/---

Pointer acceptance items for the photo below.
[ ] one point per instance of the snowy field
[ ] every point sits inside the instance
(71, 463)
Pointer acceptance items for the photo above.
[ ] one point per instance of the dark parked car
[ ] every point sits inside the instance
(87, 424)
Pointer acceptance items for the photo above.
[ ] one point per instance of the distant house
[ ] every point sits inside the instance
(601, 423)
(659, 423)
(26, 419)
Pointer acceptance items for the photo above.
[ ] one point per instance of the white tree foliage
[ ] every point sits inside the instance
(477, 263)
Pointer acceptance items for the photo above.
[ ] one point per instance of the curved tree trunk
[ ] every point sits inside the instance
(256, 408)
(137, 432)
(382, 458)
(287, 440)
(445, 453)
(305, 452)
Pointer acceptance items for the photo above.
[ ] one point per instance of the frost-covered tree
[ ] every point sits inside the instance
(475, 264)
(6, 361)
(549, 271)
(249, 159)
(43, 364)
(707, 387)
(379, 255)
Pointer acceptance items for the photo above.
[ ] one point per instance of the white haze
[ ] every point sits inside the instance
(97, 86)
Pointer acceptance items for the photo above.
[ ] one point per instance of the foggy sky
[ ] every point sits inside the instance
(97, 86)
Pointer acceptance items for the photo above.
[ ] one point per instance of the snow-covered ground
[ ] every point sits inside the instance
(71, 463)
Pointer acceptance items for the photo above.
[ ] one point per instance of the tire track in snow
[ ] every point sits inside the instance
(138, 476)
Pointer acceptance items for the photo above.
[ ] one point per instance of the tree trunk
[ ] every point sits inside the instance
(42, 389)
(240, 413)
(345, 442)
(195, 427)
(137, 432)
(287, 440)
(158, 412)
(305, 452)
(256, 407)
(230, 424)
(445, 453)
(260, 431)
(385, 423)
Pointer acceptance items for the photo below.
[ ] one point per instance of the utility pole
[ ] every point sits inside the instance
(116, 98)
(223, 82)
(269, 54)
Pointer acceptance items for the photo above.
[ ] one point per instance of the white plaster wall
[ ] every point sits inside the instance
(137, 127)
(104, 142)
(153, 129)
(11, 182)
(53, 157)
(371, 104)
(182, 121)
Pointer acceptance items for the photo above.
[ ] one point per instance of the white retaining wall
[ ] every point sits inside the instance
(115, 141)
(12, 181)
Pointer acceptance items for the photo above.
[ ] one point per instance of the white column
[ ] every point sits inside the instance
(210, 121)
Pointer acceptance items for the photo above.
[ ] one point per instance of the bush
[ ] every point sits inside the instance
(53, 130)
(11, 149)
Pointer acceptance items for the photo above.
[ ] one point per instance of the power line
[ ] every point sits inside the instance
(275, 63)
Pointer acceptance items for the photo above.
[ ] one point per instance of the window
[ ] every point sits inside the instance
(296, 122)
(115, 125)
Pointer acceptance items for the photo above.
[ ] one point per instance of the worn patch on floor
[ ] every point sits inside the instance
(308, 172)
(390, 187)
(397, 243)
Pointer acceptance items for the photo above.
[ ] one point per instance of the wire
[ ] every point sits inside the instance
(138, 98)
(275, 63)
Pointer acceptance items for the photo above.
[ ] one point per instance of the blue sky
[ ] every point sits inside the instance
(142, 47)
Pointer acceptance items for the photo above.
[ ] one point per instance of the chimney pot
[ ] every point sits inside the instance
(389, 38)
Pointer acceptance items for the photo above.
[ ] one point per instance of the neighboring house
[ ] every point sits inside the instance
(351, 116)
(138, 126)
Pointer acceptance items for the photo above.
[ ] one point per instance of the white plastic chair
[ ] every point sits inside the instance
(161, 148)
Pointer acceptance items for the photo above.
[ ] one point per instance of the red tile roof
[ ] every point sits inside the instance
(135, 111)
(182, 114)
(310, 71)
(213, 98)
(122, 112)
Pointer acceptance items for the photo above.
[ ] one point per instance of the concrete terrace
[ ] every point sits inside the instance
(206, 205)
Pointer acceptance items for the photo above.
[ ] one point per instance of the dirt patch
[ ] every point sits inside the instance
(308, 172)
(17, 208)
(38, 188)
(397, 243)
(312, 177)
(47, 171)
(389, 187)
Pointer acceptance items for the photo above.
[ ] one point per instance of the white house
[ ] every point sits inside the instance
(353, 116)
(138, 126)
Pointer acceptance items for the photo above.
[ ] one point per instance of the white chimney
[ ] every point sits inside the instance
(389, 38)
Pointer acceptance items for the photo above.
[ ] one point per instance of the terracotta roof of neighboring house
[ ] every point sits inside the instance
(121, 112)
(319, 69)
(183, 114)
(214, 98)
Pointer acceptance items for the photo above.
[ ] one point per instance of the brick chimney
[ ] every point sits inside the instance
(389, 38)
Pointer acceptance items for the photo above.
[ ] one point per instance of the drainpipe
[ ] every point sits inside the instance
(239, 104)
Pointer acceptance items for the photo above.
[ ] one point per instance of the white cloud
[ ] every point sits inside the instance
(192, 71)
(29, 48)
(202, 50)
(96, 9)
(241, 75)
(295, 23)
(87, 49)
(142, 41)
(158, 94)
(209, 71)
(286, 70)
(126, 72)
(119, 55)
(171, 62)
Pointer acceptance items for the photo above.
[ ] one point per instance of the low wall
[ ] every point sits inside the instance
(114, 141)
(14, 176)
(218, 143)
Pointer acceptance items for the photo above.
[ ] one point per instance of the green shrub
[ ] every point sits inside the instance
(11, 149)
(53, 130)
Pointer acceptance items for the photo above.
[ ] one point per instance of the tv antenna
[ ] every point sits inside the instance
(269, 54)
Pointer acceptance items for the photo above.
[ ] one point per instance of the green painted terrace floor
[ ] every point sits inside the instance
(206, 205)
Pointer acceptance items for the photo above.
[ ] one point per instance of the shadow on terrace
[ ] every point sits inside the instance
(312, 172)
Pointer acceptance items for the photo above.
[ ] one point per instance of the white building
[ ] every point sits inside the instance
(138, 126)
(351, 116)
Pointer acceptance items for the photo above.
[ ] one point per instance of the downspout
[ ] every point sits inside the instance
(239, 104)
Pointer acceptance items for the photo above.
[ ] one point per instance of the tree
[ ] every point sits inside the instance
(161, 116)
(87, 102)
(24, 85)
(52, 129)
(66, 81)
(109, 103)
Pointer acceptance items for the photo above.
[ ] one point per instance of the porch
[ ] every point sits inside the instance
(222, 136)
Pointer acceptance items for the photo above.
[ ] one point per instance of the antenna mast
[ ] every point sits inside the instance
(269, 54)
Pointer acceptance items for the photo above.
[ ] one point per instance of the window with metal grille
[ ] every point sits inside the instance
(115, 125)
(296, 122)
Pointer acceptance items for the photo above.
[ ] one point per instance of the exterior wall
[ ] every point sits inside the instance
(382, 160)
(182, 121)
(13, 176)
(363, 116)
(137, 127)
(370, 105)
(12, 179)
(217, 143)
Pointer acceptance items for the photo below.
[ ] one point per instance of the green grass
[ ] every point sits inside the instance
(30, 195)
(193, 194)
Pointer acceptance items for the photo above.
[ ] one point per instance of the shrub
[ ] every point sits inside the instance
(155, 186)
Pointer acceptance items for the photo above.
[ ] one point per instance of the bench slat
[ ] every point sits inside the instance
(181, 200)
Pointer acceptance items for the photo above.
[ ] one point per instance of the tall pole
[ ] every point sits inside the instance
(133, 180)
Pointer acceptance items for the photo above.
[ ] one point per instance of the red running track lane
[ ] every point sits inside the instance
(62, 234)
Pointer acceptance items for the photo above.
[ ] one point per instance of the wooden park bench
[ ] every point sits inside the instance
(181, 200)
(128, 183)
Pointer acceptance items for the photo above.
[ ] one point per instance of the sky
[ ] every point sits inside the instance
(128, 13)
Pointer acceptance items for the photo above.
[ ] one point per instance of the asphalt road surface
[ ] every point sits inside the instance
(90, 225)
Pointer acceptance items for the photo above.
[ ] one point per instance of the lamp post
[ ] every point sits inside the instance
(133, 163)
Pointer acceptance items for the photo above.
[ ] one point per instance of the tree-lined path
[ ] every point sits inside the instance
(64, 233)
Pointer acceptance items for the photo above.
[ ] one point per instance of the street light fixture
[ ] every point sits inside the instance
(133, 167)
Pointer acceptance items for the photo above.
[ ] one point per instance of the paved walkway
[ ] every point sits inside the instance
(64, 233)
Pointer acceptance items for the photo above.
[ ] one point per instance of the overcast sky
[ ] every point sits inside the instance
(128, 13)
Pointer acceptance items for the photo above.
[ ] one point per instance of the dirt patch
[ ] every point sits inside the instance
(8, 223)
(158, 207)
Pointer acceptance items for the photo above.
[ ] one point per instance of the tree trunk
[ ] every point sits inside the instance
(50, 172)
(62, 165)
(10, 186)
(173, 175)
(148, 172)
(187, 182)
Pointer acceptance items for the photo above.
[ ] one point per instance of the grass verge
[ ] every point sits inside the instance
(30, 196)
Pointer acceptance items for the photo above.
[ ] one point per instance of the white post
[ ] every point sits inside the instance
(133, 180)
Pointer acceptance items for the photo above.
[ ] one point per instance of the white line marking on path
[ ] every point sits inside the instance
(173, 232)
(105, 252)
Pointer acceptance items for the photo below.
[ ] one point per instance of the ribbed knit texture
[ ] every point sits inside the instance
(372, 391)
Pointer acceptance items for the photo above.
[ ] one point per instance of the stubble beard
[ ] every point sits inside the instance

\---

PROBLEM:
Check each line of the material above for the word "chimney", then state how many lines hold it. Only the number.

TASK OUTPUT:
3